═════ LISTED RECORDS

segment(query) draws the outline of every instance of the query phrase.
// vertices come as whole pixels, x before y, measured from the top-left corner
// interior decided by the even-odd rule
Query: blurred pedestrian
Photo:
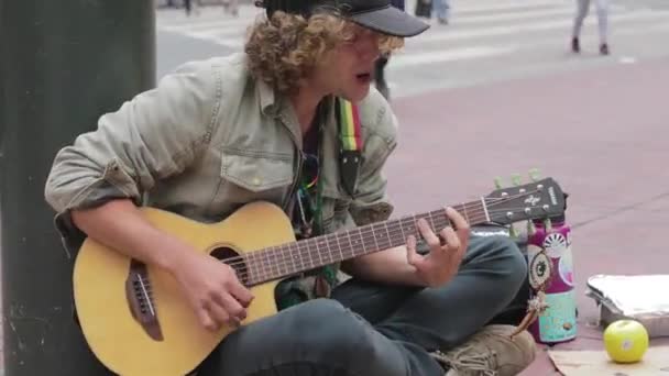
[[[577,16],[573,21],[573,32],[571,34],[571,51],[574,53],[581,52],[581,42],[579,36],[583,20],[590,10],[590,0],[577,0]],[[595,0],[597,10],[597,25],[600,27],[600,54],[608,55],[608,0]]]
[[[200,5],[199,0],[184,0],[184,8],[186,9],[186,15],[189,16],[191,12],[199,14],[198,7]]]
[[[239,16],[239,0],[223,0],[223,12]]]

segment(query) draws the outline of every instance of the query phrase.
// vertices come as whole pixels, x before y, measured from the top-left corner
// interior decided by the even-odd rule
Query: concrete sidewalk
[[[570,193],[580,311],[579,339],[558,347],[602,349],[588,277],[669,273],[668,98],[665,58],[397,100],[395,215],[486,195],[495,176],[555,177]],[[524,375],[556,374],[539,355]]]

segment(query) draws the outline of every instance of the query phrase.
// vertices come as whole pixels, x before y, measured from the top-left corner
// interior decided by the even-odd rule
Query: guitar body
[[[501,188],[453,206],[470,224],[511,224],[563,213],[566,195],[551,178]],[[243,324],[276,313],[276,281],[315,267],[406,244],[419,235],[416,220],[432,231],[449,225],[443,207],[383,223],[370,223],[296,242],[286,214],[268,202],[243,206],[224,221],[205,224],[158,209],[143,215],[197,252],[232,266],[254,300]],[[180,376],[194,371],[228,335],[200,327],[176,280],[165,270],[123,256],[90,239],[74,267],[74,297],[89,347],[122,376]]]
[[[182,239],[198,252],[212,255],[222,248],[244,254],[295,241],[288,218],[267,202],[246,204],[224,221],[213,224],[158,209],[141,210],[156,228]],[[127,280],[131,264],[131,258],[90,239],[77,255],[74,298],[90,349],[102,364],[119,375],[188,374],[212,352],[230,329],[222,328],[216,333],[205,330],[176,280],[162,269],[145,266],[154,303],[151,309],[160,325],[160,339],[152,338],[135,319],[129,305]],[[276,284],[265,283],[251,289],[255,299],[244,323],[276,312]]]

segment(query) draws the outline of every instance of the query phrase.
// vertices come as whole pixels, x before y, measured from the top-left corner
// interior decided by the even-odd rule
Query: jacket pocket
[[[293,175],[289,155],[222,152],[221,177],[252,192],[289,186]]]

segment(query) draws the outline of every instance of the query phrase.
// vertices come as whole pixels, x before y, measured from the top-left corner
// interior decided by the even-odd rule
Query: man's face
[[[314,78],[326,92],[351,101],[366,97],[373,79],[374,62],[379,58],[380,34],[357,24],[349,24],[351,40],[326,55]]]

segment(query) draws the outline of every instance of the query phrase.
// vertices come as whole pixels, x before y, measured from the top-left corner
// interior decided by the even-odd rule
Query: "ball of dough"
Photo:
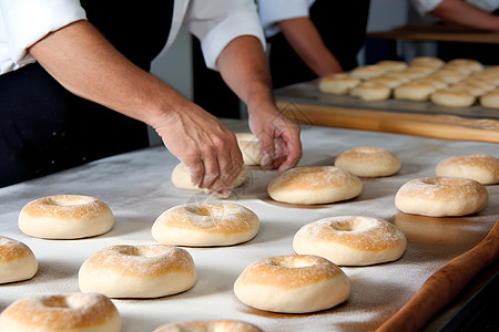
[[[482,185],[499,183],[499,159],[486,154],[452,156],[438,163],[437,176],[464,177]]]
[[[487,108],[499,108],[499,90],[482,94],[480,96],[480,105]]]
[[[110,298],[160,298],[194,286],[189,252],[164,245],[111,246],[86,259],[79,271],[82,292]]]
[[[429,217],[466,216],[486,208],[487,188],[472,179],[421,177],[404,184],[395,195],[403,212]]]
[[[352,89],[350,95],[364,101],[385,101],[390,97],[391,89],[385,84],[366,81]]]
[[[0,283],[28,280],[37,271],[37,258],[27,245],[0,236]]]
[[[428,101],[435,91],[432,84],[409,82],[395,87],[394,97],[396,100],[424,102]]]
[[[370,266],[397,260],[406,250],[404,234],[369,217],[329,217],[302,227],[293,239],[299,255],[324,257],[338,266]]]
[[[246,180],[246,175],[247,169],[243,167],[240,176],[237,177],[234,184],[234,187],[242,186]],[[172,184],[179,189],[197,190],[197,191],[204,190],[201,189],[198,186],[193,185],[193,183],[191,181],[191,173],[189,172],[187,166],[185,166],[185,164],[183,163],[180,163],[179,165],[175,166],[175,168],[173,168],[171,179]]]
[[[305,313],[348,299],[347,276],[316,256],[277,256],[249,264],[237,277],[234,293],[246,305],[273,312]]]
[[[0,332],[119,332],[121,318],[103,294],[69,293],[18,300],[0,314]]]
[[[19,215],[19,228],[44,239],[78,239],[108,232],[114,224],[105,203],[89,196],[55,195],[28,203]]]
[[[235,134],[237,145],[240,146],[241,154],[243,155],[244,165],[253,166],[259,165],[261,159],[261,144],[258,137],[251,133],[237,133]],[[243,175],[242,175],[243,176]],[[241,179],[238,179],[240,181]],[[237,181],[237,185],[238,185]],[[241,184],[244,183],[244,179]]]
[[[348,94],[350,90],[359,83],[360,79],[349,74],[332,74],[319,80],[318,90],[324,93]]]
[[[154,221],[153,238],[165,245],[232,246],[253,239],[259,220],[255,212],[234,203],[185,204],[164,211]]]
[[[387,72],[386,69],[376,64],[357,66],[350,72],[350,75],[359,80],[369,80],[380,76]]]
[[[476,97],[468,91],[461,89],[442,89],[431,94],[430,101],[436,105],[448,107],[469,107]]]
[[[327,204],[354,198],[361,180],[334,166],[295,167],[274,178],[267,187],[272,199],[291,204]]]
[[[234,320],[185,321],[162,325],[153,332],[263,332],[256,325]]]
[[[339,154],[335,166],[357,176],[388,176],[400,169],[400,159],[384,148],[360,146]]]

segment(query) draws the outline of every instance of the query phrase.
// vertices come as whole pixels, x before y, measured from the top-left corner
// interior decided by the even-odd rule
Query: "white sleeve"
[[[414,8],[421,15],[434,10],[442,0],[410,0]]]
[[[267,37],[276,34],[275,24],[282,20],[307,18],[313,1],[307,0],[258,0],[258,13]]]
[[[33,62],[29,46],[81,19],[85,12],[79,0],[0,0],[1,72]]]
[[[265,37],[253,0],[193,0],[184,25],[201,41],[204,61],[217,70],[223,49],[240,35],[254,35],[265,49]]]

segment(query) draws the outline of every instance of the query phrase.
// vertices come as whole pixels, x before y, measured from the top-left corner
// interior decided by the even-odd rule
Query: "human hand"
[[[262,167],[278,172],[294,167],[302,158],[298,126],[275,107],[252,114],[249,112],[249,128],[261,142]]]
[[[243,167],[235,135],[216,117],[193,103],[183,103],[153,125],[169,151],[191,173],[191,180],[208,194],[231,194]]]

══════════

* [AIM] Please copy every item above word for word, leaving out the pictures.

* [WRITTEN SOLUTION]
segment(query) draws the outline of every instance of the query phrase.
// vertices come as whole pixels, x before y, measured from the top-left corner
// interior decided by the even-odd rule
Query: blurred pedestrian
Photo:
[[[577,16],[573,21],[573,32],[571,34],[571,51],[574,53],[581,52],[581,42],[579,36],[583,20],[590,10],[590,0],[577,0]],[[595,0],[597,10],[597,25],[600,27],[600,54],[608,55],[608,0]]]
[[[200,5],[199,0],[184,0],[184,8],[186,9],[186,15],[189,16],[191,12],[199,14],[198,7]]]
[[[239,16],[239,0],[223,0],[223,12]]]

segment(query) draws the outline of every instance of the query phrase.
// vertices come as whole pixels, x before y, measured from the top-left corner
// interior decided by the even-odd rule
Query: concrete sidewalk
[[[570,193],[580,311],[579,339],[558,347],[602,349],[588,277],[669,273],[668,98],[665,58],[397,100],[395,215],[486,195],[495,176],[555,177]],[[524,375],[556,374],[539,355]]]

segment(query) draws the outline of every instance of the query phrase.
// vertices come as whole pixels, x before y, measured from the top-left corner
// interior decided by the even-odd rule
Query: guitar body
[[[501,188],[453,206],[470,224],[511,224],[563,213],[566,195],[551,178]],[[243,324],[276,313],[276,281],[315,267],[406,244],[419,235],[416,220],[432,231],[449,225],[443,207],[383,223],[370,223],[296,242],[286,214],[268,202],[243,206],[224,221],[205,224],[158,209],[143,215],[197,252],[232,266],[254,300]],[[180,376],[194,371],[228,335],[200,327],[176,280],[165,270],[123,256],[90,239],[74,267],[74,297],[89,347],[122,376]]]
[[[182,239],[198,252],[212,255],[222,248],[244,254],[295,241],[288,218],[267,202],[246,204],[224,221],[213,224],[158,209],[141,210],[156,228]],[[127,280],[131,264],[131,258],[90,239],[77,255],[74,298],[90,349],[102,364],[119,375],[188,374],[212,352],[230,329],[222,328],[216,333],[205,330],[176,280],[162,269],[145,266],[154,303],[151,309],[160,325],[160,339],[152,338],[135,319],[129,305]],[[276,284],[265,283],[251,289],[255,299],[244,323],[276,312]]]

segment(query) draws the outline of every instance of the query phrase.
// vertices come as whole pixels, x before y, measured from the top-left corner
// interior decided by the even-odd rule
Query: jacket pocket
[[[293,175],[289,155],[222,152],[221,177],[252,192],[289,186]]]

segment(query) draws the outline of every instance of the query phrase.
// vertices come as whole pixels, x before y, measured from the top-left corner
// interior decided by the even-odd rule
Query: man's face
[[[314,78],[326,92],[351,101],[366,97],[373,79],[374,62],[379,58],[380,34],[357,24],[349,24],[351,40],[326,55]]]

segment(query) draws the outline of every instance of the query phrase.
// vertices come as whole pixels, x before y, measured from the top-left corner
// interior decided by the even-odd rule
Query: "ball of dough"
Photo:
[[[482,185],[499,183],[499,159],[486,154],[452,156],[438,163],[437,176],[464,177]]]
[[[487,108],[499,108],[499,90],[482,94],[480,96],[480,105]]]
[[[110,298],[160,298],[194,286],[189,252],[164,245],[111,246],[86,259],[79,271],[82,292]]]
[[[429,217],[466,216],[486,208],[487,188],[472,179],[421,177],[404,184],[395,195],[403,212]]]
[[[352,89],[350,95],[364,101],[385,101],[390,97],[391,89],[385,84],[366,81]]]
[[[0,283],[28,280],[37,271],[37,258],[27,245],[0,236]]]
[[[428,101],[435,91],[432,84],[409,82],[395,87],[394,97],[396,100],[424,102]]]
[[[370,266],[397,260],[406,250],[404,234],[369,217],[329,217],[302,227],[293,239],[299,255],[324,257],[338,266]]]
[[[246,180],[246,175],[247,169],[243,167],[240,176],[237,177],[234,184],[234,187],[242,186]],[[172,184],[179,189],[197,190],[197,191],[204,190],[201,189],[198,186],[193,185],[193,183],[191,181],[191,173],[189,172],[187,166],[185,166],[185,164],[183,163],[180,163],[179,165],[175,166],[175,168],[173,168],[171,179]]]
[[[305,313],[348,299],[347,276],[316,256],[277,256],[249,264],[237,277],[234,293],[246,305],[273,312]]]
[[[0,332],[119,332],[121,318],[103,294],[69,293],[18,300],[0,314]]]
[[[19,215],[19,228],[44,239],[78,239],[108,232],[114,224],[105,203],[89,196],[55,195],[28,203]]]
[[[235,134],[237,145],[240,146],[241,154],[243,155],[244,165],[253,166],[259,165],[261,159],[261,144],[258,137],[251,133],[237,133]],[[243,175],[242,175],[243,176]],[[241,179],[238,179],[240,181]],[[237,181],[237,185],[238,185]],[[241,184],[244,183],[244,179]]]
[[[348,94],[350,90],[359,83],[360,79],[349,74],[332,74],[319,80],[318,90],[324,93]]]
[[[154,221],[153,238],[165,245],[232,246],[253,239],[259,220],[255,212],[234,203],[185,204],[164,211]]]
[[[387,72],[386,69],[376,64],[357,66],[350,72],[350,75],[359,80],[369,80],[380,76]]]
[[[476,97],[468,91],[461,89],[442,89],[431,94],[430,101],[436,105],[448,107],[469,107]]]
[[[327,204],[354,198],[361,180],[334,166],[295,167],[274,178],[267,187],[272,199],[291,204]]]
[[[234,320],[185,321],[162,325],[153,332],[263,332],[256,325]]]
[[[339,154],[335,166],[357,176],[388,176],[400,169],[400,159],[384,148],[360,146]]]

segment(query) draws the outline of every instance of the query phrase.
// vertices come as whole pixels, x before y, measured from the top-left corner
// interior decided by the even-odd rule
Query: "white sleeve"
[[[414,8],[421,15],[434,10],[442,0],[410,0]]]
[[[267,37],[276,34],[275,24],[282,20],[307,18],[313,1],[307,0],[258,0],[258,13]]]
[[[33,62],[29,46],[81,19],[85,12],[79,0],[0,0],[1,72]]]
[[[265,37],[253,0],[193,0],[184,25],[201,41],[204,61],[217,70],[223,49],[240,35],[254,35],[265,49]]]

segment(query) draws the outline of every instance of the query phrase.
// vertices come as whole pixels, x before y, measured from the top-left corner
// interior decided by the even-odd rule
Query: "human hand"
[[[262,167],[278,172],[294,167],[302,158],[298,126],[275,107],[252,114],[249,112],[249,128],[261,142]]]
[[[243,167],[235,135],[216,117],[193,103],[183,103],[153,125],[169,151],[191,173],[191,180],[208,194],[231,194]]]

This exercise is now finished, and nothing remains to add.